Location identification items:
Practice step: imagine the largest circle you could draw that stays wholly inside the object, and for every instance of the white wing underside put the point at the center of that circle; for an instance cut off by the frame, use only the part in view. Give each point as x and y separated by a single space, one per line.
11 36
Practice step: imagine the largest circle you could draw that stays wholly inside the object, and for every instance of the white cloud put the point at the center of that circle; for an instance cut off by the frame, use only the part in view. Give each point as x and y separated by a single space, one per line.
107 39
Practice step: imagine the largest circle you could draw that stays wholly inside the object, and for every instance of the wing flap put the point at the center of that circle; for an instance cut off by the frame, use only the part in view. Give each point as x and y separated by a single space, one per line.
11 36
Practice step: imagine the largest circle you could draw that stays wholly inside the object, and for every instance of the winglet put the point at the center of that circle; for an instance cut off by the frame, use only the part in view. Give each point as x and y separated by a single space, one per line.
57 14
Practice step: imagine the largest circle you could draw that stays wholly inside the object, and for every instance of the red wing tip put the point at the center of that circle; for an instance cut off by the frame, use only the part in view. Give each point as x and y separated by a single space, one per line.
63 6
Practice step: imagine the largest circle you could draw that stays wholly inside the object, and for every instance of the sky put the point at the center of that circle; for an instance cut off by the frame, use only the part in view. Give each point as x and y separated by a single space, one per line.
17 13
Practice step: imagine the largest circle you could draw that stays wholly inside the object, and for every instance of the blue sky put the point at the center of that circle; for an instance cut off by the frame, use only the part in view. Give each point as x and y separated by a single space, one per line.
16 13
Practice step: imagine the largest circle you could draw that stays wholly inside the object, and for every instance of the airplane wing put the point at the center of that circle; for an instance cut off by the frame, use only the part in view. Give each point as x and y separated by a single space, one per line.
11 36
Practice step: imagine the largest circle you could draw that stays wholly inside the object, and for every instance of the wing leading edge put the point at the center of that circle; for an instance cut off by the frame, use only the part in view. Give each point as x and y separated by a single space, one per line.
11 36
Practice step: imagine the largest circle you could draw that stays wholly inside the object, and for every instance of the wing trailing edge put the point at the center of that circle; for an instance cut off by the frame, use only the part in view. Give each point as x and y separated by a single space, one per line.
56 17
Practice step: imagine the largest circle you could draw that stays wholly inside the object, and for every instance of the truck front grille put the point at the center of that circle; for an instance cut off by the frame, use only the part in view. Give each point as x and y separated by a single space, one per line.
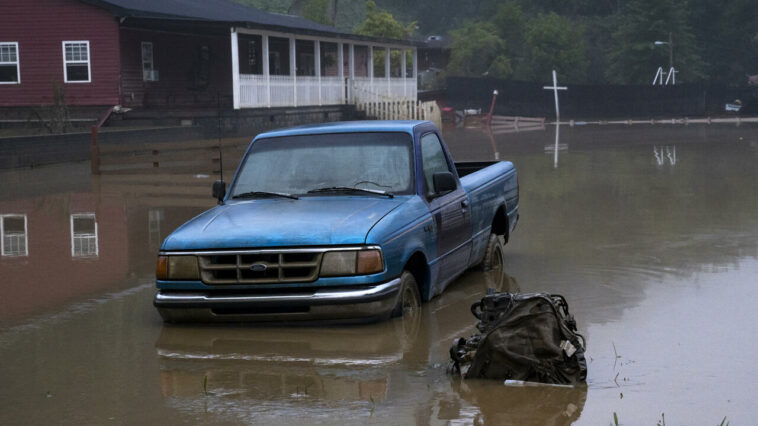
264 267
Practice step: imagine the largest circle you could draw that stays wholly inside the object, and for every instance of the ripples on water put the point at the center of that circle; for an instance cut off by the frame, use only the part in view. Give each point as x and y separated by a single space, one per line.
656 257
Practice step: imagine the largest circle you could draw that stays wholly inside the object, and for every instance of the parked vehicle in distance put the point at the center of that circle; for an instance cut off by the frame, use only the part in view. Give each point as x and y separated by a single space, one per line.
338 221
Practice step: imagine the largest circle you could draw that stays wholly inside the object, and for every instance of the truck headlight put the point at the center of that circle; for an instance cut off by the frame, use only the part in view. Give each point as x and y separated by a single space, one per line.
353 262
177 268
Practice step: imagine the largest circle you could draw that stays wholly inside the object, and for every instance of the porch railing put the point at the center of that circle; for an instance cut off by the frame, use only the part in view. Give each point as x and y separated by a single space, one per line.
260 91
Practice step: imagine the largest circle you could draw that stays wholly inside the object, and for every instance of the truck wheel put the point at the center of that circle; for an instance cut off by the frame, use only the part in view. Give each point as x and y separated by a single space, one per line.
408 301
494 259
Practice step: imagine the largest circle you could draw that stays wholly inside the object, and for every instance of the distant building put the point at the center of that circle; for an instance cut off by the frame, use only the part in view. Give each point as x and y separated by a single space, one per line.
433 57
174 53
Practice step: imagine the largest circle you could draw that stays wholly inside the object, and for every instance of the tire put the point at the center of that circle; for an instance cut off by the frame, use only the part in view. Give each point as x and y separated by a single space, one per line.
409 300
493 255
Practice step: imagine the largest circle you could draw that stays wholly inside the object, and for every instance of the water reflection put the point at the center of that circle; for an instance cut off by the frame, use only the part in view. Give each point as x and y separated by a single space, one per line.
664 154
288 368
13 231
653 259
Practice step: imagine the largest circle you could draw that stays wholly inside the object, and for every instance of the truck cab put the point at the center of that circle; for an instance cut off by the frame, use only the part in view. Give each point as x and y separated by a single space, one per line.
354 221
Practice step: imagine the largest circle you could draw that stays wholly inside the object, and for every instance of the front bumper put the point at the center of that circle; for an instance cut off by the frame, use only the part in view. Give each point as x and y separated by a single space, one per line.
367 303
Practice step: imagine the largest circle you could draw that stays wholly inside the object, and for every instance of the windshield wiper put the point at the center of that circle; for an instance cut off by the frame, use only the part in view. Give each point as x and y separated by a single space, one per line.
350 189
254 194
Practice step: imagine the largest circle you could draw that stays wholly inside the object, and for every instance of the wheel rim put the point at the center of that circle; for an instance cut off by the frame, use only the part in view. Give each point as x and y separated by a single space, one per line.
410 320
495 276
410 301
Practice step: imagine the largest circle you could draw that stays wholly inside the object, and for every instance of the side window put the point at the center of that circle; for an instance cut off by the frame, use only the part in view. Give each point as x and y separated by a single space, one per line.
9 63
76 63
149 72
433 158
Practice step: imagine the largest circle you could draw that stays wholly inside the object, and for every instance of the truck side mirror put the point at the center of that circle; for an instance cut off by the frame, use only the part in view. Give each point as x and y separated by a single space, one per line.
219 190
444 182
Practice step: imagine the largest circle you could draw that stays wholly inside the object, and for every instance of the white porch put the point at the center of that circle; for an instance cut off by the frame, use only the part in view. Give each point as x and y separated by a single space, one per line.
271 69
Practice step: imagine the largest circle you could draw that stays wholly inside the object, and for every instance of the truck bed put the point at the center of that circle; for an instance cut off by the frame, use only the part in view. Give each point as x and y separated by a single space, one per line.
468 167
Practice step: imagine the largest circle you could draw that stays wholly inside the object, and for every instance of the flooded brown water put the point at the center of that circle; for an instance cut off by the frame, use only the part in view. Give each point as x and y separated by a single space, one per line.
650 232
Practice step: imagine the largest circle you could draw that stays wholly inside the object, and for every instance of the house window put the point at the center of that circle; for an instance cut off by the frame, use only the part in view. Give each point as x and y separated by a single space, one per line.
9 64
13 235
76 63
148 66
84 235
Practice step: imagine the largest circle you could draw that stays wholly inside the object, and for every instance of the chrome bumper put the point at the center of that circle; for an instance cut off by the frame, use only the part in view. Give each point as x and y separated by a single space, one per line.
367 303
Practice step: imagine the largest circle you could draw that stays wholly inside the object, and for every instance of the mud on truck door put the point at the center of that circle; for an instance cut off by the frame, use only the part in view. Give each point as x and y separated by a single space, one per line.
451 211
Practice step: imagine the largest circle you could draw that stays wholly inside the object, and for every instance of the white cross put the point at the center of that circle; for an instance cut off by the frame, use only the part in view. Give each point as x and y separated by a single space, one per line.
555 88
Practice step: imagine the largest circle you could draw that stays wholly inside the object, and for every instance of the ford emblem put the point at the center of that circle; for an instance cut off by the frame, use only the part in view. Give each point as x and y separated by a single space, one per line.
258 267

What this task involves: Copy out every line of the listing above word for word, without the pictures.

Finished task:
Practice step: imagine the largest circle you could draw that stays wholly inside the object, and for every instance of the white wing underside put the point at the center of that circle; for an instance cut off by the frame, use only the part in view. Give each point as x and y separated by a single space, one per line.
11 36
Practice step: imagine the largest circle you could draw that stays wholly inside the object, and for every instance of the white cloud put the point at the center of that circle; for an instance cut off by the frame, use only the part in view. Give each point as x and y separated by a single space, one per line.
107 39
Practice step: imagine the largest circle you could draw that stays wholly inside the object, and for every instance of the wing flap put the point at the center of that circle; for an instance cut off by the frame, use only the part in view. Give each point as x and y separated by a single space, one per line.
11 36
Practice step: imagine the largest circle you could draw that stays wholly inside the object, and for every instance of the winglet put the point at the center of that circle; for an instance cut off by the frame, use only the part in view. Give each point as x and y separated by a single space, one per line.
57 14
Practice step: imagine the largest circle you could draw that stays wholly inside the object, and for every instance of the red wing tip put the point at the center of that circle; for an instance cut off by the frame, use only the part in view. Give each point as x and y separated by a single space, one per line.
63 6
Practice step: imagine the largest circle you could draw that stays wholly inside the object, and for every instance of the sky put the point at the center of that circle; for an instance cut off by the frame, use only the part in view. Give each point as x and y separated by a single space, one per line.
17 13
Practice step: imagine the largest circle you could draw that stays wholly inside the object, and for every instance of the blue sky put the point at the center of that circle; for an instance cut off by the frame, use only the part in view. Give each point as x and y separated by a single space, one per line.
16 13
Practice step: imagine the largest circle you could draw that stays wholly inside the object, and for every instance of the airplane wing put the point at the center of that circle; for an instance cut off by the frame, use only the part in view. Give each point as x and y separated by a single space, one per line.
11 36
Practice step: imagine the largest circle you could draw that stays wholly inside the object, and for every instance of the wing leading edge put the point at the center of that circle; for an instance cut off by the frame, use only the part in view. Give each point as x and y separated by a single space, one per line.
11 36
Practice step: imagine the largest circle you could draw that stays wholly inside the object, and for every instance of the wing trailing edge put the point at the center of that circle; for an instance cut off by the frame, use only the part in view. Give each point as x and y separated by a single space, one per line.
56 17
Practice step: imagine the largest circle you could draw that stays wholly inside the object, and for every instance of the truck front grille put the point at the center of that circle; for an instance cut off by the frame, use only the part in view. Give each point as x and y separated by a single space, one per line.
264 267
Practice step: imagine the largest circle you could draw that stays wholly inside the object, and for every instance of the ripples on water put the point at the center of that circle; for an instance cut off by the frame, use only the part in view. Give each point as x and y separated by a single space, one per line.
656 257
Practice step: imagine the largest circle you could draw that stays wholly inside the object, and for every instance of the parked vehicle in distance put the point at the center of that circle; for an instance cut off by the frame, use only the part in view. Give each point as x and y separated by a single space, one per line.
338 221
Practice step: imagine the largest circle you could draw that stays wholly inside the object, and for every instance of the truck headlight put the point at the center of that circle; for an instance cut off by the frame, use only the part in view. Give each point as x and y separated by a single space, one per line.
353 262
177 268
Practice step: imagine the largest circle you could draw that stays wholly inside the object, and for every instance of the porch railing put the point at the center of that circle; for an instance cut off by the frame, use only the part in view. Give each point as x and y separated by a single space, one per line.
260 91
Practice step: imagine the largest circle you could draw that stays wholly inside the object, and for every instance of the truck wheel put the point at the center of that circle; for an instance cut off by the frame, use only the part in view. Give each point as x and y separated by a single space, one per line.
408 301
494 259
Practice step: imagine the largest circle you could draw that stays wholly inside the object, and for every instance of the distant building put the point at the center of that circle; for an instance cut off by the frame, use only the part in view. Give each point as x and y separated by a single space, one per line.
433 57
174 53
Practice step: imagine the largest circle you could draw that stays wholly inside the object, and for every instance of the tire put the point at the center of that circle; for an instance cut off by the frame, use only the part in view. Give each point as x and y separated by a single space, one per line.
409 300
493 255
Practice step: imagine the largest circle you could draw that stays wholly inside the object, and for every instance of the water reflection put the point at the center of that circle; for an instance cut off by the frame, use only the part in view. Give each point as x and y separated by a single space, one per line.
664 154
288 368
13 231
653 259
Practice step: imagine the largest circle you could draw that stays wholly inside the object, and for every instance of the truck cab put the point at the center of that circle; for an instance cut off by the frame, use only the part in view. Give each point as x and y separated by a single space, one per line.
354 221
Practice step: imagine the largest circle you could draw that stays wholly inside the object, and for every instance of the front bumper put the point at the center of that circle; for an instance cut off by the frame, use only the part in view. Give each point as x and y separated by a single space, one per line.
367 303
Practice step: imagine the largest circle you could draw that stays wholly inside the object, and for every instance of the windshield wiper put the point at the center of that circle; for an instance cut off by the frame, use only the part in view. Give each point as x and y separated by a single space, one per line.
350 189
254 194
Practice step: imagine the largest circle you could draw that stays wholly inside the object, and for every instance of the wheel rim put the point at the center of that circle; for an instance cut off by the frame, use only the part in view. Give each point as x and y separated by a single space, one per line.
410 320
495 276
410 301
Practice step: imagine the largest circle you could draw that stays wholly inside the object, and for every instance of the side window put the point at the center of that circle; for an instance cut off by the frame, use only the part in view. Give each point as x and y separated by a single space, one per line.
9 63
76 63
149 72
433 158
Practice step: imagine the largest circle you could draw that stays wholly inside the object, and for every instance of the truck side mirror put the point at the center of that circle; for an instance cut off by the frame, use only the part in view. Give each point as x and y separated by a single space, one per line.
219 190
444 182
Practice step: imagine the largest circle you could draw that stays wholly inside the object, and for every instance of the white porch put the point at the center of that circle; for an instance cut off by the frame, use only the part in view. Give each point as x and y separated by a single space, one per line.
271 69
Practice step: imagine the largest circle you could draw that stays wholly inside the object, and for every instance of the truck bed put the point at the center of that circle; for an instance cut off by the frame, use only the part in view. Give each point as x and y separated by a single space, one per line.
468 167
Practice step: imagine the largest circle you could draw that stays wholly inside the object, and for every instance of the flooded brown water put the point at the center of that circle; for an instance cut off by the frame, use only the part in view. Give each point as x and y separated by a single space, one per line.
650 232
Practice step: imagine the largest circle you could draw that stays wholly inside the object, and for every instance of the house window put the point at the center of that circle; for an instance cut off by the frame, use only the part in view. Give each point as x and y separated by a single space, one per line.
9 64
13 235
76 63
148 66
84 235
Practice step: imagine the largest circle you could draw that stays wholly inside the object, and for every instance of the chrome bumper put the point at the center of that circle; for an instance cut off by the frame, use only the part in view. Give each point as x and y separated by a single space, one per line.
367 303
Practice step: imagine the largest circle you could draw that stays wholly inside the object, and for every instance of the mud on truck door put the point at the center of that circle; for an instance cut off by the frame, use only the part in view. Give each point as x and y separated by a single space, one per line.
451 211
Practice step: imagine the largest circle you could draw that stays wholly inside the object, and for every instance of the white cross put the point at the center of that circle; for an instance cut off by the frame, use only the part in view. Give each point as x and y separated by a single space, one per line.
555 88
Practice step: imagine the largest circle you could draw that stays wholly inside the object, and for every instance of the ford emblem put the point at the center of that circle; for an instance cut off by the frame, use only the part in view. Give each point as x and y separated by a single space, one per line.
258 267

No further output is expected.